→ **DOCUMENT PASSAGE**:
Bike Share Data Analysis - Capstone Project

benzifoo
Aug 2, 2021
7 min read

Updated: Sep 1, 2021

This is my first ever capstone project that I've done for data analytics topic. This project used R Programming for the analysis and was compiled via R Markdown.

Data analysis is important in every business that I could think of to understand problems facing in an organisation, and to explore data in meaningful ways. Data in itself is merely facts and figures instead of gut instinct. Data analysis organises, interprets, structures and presents the data into useful insights that provide meaningful context from the data. Then it would be used for decision-making processes and actions to be taken with the goal of improving organization productivity, efficiency, and profitability.

Please do download R Markdown for code details.

I’m a junior data analyst working in the marketing analyst team in a bike-share company hypothetically. Before starting to prepare the available data, data cleaning, visualization and analysis to be taken, first need to identify the right problems and identify the objective that is significantly important for decision-making process.

Problem

The business is currently in the stage of bottleneck as the revenue didn’t grow much. The company wants to understand how casual riders and annual members that using the bikes differently.

Objective

The objective is the director of the marketing department wants to maximize the number of annual memberships by taking the insights for the decision-making to increase annual subscription members.

Business Task

Analyze user behaviours between casual riders and annual members. Increase the market share of the organization by converting casual riders to annual subscription members.

Discover Datasets

I’ve downloaded the year 2020 structured data of .csv files that the company provided which contains data integrity and key insights of riding style ready for further analysis.

There are 9 datasets files

One dataset is the total of the 1st quarter (January – March) of the year 2020 which contains 13 attributes and 426,887 entries.

One dataset is the total of a month (April) of the year of 2020 which contains 13 attributes and 84,776 entries.

One dataset is the total of a month (May) of the year of 2020 which contains 13 attributes and 200,274 entries.

One dataset is the total of a month (June) of the year of 2020 which contains 13 attributes and 343,005 entries.

→ **CHALLENGES**:
[a] In the bike share capstone post above, how many entries does the 2020 first-quarter dataset contain?
[b] Please pick up the bike share capstone post above from its last sentence and keep writing it.

→ **MATERIAL PROVIDED**:

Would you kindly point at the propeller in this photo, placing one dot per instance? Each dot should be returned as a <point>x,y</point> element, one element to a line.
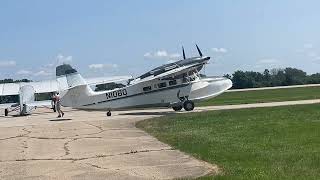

→ **RESPONSES IN ORDER**:
[a] 426,887 entries.

[b]
One dataset is the total of a month (July) of the year of 2020 which contains 13 attributes and 551,480 entries.

One dataset is the total of a month (August) of the year of 2020 which contains 13 attributes and 622,361 entries.

One dataset is the total of a month (September) of the year of 2020 which contains 13 attributes and 532,958 entries.

One dataset is the total of a month (October) of the year of 2020 which contains 13 attributes and 388,653 entries.

One dataset is the total of a month (November) of the year of 2020 which contains 13 attributes and 259,716 entries.

One dataset is the total of a month (December) of the year of 2020 which contains 13 attributes and 131,573 entries.

I organized the data for easier the work for analysis, I decided to concatenate these data sets into one data frame which having 13 attributes remained (Column), a total of bike-sharing data in 2020 contains 3,541,683 entries (Row).

Here are some of the steps are taken for the analysis:-

Data Cleaning

Remove duplicated entries.

Parsing Datetime Data

Altered the started and ended datetime structure.

Date: Year/Month/Day
Time: Hour/Minute/Second

Data Manipulation

To improve and precise on the analysis further

ride_time_m

Adding new column - total time of the bike ride for both member and casual

year_month

Separate the year and month into one column

Weekday

It would be easier to determine the pattern in a week. Whether weekday or weekend that people ride the most.

start_hour

Hour of the day also may be useful for intraday analysis

Here we can see having some new columns created which are ride_time_m, year_month, weekday, start_hour, and the organized datetime. When comes to big amount data like this, usually the best technique is calculation and distribution of sample size. For example, populations of 3,541,683, 99% confidence level and 5% margin of error, in result would be 666. If we’re using excel for further analysis, sample size technique is a must in this case. However, we’re still able to analyse with R to process these amounts of data, I will ignore this step for achieving its precision results.

I'm using R for this capstone project, for two main reasons: Because of the large dataset and to gather experience with the language. SQL is also able to load this large amount of data as well, that will be my next project.

Analyze

The data exploration will consist of building a profile for annual members and how they differ from casual riders.

Casual riders hold 38.6% and annual subscription members hold about 61.4%, which is not that bad at the first glance.

Analysis Based On Plots

As we could see in this bar chart, members having a bigger proportion compared to casual riders.

Monthly data distribution (Statistics)

Monthly data distribution (Chart)

The biggest data point was in August 2020 which accounted for 17.7% of the whole dataset proportionately. Every month of 2020, we have more annual subscription members more than casual rides, which it could be returning members. The distribution data looks cyclical, usually it would be correlated with weather seasons. However, Malaysia’s four seasons in a year are summer. Hence, the weather consideration would be eliminated.

Weekday Distribution (Statistics)

Weekday Distribution (Chart)

As we can see the highest volume is on Saturday and Sunday. Saturday has the biggest data points compared to Sunday. Even though members have the biggest data points overall, but Sunday casuals are. Typically, members would have a significant incline from Monday to Saturday.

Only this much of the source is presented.